- [What is being asked]: For each record below, set it down exactly but leave out any picture.

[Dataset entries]
Segment Open

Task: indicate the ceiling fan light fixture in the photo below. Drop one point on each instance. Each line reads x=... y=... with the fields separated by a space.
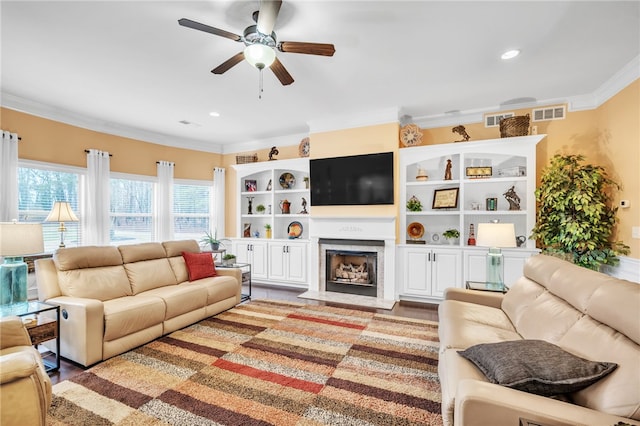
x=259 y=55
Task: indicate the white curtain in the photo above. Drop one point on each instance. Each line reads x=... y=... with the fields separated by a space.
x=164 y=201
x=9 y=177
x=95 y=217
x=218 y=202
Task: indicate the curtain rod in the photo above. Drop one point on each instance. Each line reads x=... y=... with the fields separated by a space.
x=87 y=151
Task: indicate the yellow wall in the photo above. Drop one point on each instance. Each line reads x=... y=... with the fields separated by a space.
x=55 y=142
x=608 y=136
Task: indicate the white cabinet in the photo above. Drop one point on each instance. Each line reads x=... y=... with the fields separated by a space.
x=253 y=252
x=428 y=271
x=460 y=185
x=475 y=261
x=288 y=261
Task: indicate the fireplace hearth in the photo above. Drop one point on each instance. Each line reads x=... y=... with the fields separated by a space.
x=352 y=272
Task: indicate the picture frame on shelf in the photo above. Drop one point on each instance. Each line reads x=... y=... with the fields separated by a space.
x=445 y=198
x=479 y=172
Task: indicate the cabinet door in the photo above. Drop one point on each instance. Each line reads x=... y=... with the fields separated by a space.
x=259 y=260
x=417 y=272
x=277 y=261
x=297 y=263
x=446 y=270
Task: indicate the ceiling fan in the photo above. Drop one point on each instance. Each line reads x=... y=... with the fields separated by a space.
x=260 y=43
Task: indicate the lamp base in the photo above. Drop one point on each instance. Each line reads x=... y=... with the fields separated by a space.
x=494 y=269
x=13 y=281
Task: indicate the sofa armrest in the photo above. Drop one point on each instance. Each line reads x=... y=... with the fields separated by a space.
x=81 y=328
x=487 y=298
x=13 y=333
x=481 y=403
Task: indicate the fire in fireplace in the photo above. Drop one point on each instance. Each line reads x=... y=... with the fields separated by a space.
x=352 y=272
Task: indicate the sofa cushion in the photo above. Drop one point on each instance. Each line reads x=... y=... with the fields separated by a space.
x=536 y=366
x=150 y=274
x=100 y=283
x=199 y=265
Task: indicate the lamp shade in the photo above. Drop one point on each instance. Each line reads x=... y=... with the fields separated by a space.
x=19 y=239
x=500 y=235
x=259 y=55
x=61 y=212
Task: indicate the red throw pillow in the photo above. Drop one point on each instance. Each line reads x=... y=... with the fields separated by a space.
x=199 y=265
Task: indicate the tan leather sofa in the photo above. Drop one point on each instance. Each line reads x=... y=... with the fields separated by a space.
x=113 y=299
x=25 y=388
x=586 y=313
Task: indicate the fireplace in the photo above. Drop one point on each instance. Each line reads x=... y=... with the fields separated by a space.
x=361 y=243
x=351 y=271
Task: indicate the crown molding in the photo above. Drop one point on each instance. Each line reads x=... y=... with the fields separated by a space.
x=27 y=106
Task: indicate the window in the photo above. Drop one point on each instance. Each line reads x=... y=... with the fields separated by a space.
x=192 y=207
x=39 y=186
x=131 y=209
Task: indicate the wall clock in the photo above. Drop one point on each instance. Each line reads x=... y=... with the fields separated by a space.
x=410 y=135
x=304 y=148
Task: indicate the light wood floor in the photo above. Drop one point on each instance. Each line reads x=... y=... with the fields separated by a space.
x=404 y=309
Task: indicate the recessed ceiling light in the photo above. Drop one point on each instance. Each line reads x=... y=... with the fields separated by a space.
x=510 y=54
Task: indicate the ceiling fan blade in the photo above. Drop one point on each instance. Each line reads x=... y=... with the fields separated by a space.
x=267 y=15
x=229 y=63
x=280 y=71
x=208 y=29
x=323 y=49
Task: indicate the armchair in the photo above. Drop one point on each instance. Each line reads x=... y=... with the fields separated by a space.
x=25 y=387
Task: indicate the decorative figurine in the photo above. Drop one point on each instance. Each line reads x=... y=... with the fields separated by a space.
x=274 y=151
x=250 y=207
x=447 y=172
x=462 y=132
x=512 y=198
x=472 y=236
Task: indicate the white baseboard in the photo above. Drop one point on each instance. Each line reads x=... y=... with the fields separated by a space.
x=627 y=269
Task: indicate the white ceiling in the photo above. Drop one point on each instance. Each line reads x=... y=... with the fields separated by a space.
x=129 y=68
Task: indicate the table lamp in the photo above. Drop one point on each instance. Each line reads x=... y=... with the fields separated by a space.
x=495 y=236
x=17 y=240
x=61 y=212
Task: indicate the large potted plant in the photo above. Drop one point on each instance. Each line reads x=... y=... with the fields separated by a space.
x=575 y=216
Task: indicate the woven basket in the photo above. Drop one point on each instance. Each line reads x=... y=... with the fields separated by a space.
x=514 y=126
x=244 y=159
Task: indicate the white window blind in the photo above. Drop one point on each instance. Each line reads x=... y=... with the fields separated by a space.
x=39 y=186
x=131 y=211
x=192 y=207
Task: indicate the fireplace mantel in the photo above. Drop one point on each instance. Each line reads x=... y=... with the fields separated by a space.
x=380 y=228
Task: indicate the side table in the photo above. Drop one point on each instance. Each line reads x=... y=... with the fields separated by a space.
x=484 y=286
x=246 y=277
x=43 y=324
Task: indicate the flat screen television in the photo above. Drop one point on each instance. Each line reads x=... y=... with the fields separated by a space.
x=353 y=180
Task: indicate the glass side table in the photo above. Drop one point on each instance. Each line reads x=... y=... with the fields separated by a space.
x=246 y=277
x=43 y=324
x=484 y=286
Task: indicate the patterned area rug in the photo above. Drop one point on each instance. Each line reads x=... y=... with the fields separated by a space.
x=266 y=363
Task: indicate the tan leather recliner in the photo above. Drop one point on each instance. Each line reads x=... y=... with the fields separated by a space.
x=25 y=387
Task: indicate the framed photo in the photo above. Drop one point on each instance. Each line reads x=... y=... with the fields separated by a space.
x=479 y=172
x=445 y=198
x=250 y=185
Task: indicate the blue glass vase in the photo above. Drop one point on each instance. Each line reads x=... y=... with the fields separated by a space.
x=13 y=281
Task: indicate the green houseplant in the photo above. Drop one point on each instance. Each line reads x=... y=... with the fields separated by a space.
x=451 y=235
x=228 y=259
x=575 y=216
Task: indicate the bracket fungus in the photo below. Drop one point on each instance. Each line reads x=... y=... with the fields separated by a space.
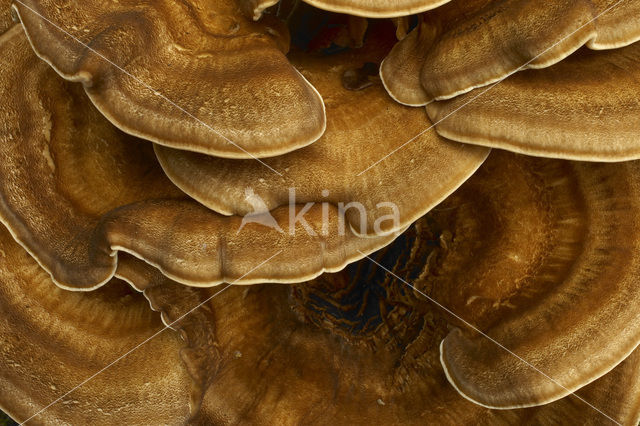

Segment Closed

- [Solution]:
Task: indicate the ceiling fan light fixture in the photo below. Drop one point on each instance. Each line reads x=... y=... with the fields separated by a space.
x=259 y=55
Task: indicate the white curtain in the photo above. Drop one point on each instance. Each line reads x=... y=... with the fields separated by a space.
x=164 y=201
x=9 y=177
x=95 y=217
x=218 y=202
Task: indicate the curtain rod in the photo above. Drop one point on each instance. Each line reads x=... y=... with the fields separated by a space.
x=87 y=151
Task: indicate the yellow wall in the photo above. Drop one point on each instance. Each line reads x=... y=... with the fields separated by a space.
x=55 y=142
x=608 y=136
Task: indicate the white cabinet in the photo above. Drop one point on each instance. Each line reads x=... y=... with the fields separated by a space.
x=253 y=252
x=428 y=271
x=460 y=185
x=475 y=261
x=288 y=261
Task: indicate the fireplace hearth in the photo above. Drop one point on each instance. Each line reads x=... y=... with the fields separated by a space.
x=352 y=272
Task: indicate the picture frame on shelf in the photo above. Drop one point on each instance. Each line reads x=... y=... with the fields separated by a space.
x=445 y=198
x=479 y=172
Task: indicate the cabinet door in the photo above. Drop one point on each instance. Each line reads x=... y=... with the fields separated by a space.
x=259 y=260
x=417 y=272
x=277 y=261
x=297 y=263
x=446 y=270
Task: indicate the ceiling fan in the photo above. Drop one point on each instance. Each line reads x=... y=... with the fields separated by a space.
x=260 y=43
Task: indicate the lamp base in the photo above. Drop one point on each instance. Each line reads x=... y=... with the fields separated by a space.
x=494 y=269
x=13 y=281
Task: indicate the sofa armrest in the photo above. Drop one point on each instance. Each line reads x=... y=... with the fields separated by a space.
x=81 y=328
x=487 y=298
x=13 y=333
x=481 y=403
Task: indicate the fire in fireplace in the photo above. Drop one point on each instance. Each line reads x=... y=... with the fields separated by a space.
x=352 y=272
Task: indicate the sofa cushion in the photo above. Drop one point on each instance. Each line reads x=... y=... with the fields separated by a space.
x=536 y=366
x=150 y=274
x=100 y=283
x=199 y=265
Task: indicate the lamp shade in the photo above. Drop one point on each instance. Each line reads x=... y=... with the fields separated by a space.
x=19 y=239
x=500 y=235
x=259 y=55
x=61 y=212
Task: indicate the red throw pillow in the photo above. Drop one point on each instance. Each line reads x=... y=... with the fields separated by a space.
x=199 y=265
Task: indicate the tan leather sofa in the photo above. Drop one point on each instance. Each line reads x=... y=... with the fields separated by a space.
x=113 y=299
x=25 y=388
x=586 y=313
Task: indicate the fireplace in the photo above. Drop one point on each instance. Each line reads x=... y=... with the fields separated by a space.
x=361 y=243
x=351 y=271
Task: indicate the crown molding in the photo above. Drop one point on each instance. Each line reads x=... y=... with the fields separated by a space.
x=27 y=106
Task: indicate the window in the photo above. Drop one point on each instance. Each line reads x=... y=... with the fields separated by a space.
x=192 y=207
x=39 y=186
x=131 y=209
Task: indicate the wall clock in the photo above. Drop one point on each instance. Each line reads x=... y=... with the fields separated by a space.
x=410 y=135
x=304 y=148
Task: indicate the light wood floor in the photo above. Drop one point on each instance. Each line reads x=... y=... with the fields separated by a space.
x=404 y=309
Task: indicate the recessed ceiling light in the photo above. Drop one point on each instance. Each line reads x=... y=... with the fields separated by a space.
x=510 y=54
Task: indicate the ceiling fan blade in the photo above. Drop one point on each instance. Each line reads x=... y=... with the fields separated by a space.
x=267 y=15
x=229 y=63
x=280 y=71
x=208 y=29
x=323 y=49
Task: indicate the armchair in the photo above. Drop one point on each instance. Each line reads x=... y=... with the fields separated by a space.
x=25 y=387
Task: indicate the decorative figurine in the photo above. Drop one point on each instance. Each line reads x=... y=... with the fields separated by a space.
x=274 y=151
x=250 y=207
x=447 y=172
x=462 y=132
x=512 y=198
x=472 y=236
Task: indicate the white baseboard in the photo above. Drop one point on each instance. Each line reads x=... y=... with the fields separated by a space.
x=627 y=269
Task: indicate the white ceiling in the photo above. Drop one point on each instance. Each line reads x=... y=... with the fields separated by a space.
x=129 y=68
Task: indicate the table lamp in the photo above. Drop one point on each instance. Each line reads x=... y=... with the fields separated by a space.
x=495 y=236
x=17 y=240
x=61 y=212
Task: indicate the large potted plant in the photo above. Drop one point on each instance. Each line reads x=... y=... with the fields separated by a space.
x=575 y=216
Task: indicate the woven basket in the photo above. Drop one point on each instance. Each line reads x=... y=... with the fields separated by a space.
x=514 y=126
x=244 y=159
Task: indicate the white window blind in the photo above. Drop one point on each instance. Each line reads x=... y=... with the fields separated by a space.
x=39 y=186
x=131 y=211
x=192 y=207
Task: indicate the fireplace mantel in the photo above. Drop one point on each instance. Each line reads x=... y=... with the fields separated by a space.
x=380 y=228
Task: indicate the side table in the photo above. Drop one point on each instance. Each line reads x=... y=... with the fields separated by a space.
x=484 y=286
x=246 y=277
x=43 y=324
Task: indicate the flat screen television in the photo above. Drop one point on each instance. Each line reads x=... y=... with the fields separated by a space.
x=353 y=180
Task: indicate the glass side table in the photo above. Drop one point on each instance. Each line reads x=... y=... with the fields separated by a space.
x=246 y=277
x=43 y=324
x=484 y=286
Task: indicate the patterned area rug in the photo above. Drop one point on each instance. Each line reads x=... y=... with the fields separated by a space.
x=266 y=363
Task: indicate the tan leather recliner in the photo above. Drop one point on each instance. Each line reads x=... y=... with the fields separated by a space.
x=25 y=387
Task: indicate the framed photo in the photo above. Drop one point on each instance. Each line reads x=... y=... with the fields separated by a space.
x=479 y=172
x=445 y=198
x=250 y=185
Task: indicate the blue glass vase in the photo above. Drop one point on each instance. Each line reads x=... y=... with the fields separated by a space.
x=13 y=281
Task: indicate the green houseplant in the photo above. Drop one point on each instance. Each line reads x=... y=... with the fields separated by a space.
x=451 y=235
x=228 y=259
x=575 y=216
Task: indicate the bracket fungus in the photo below. Drop one point on each instance. Each line reads x=... y=... with the fields separated by a space.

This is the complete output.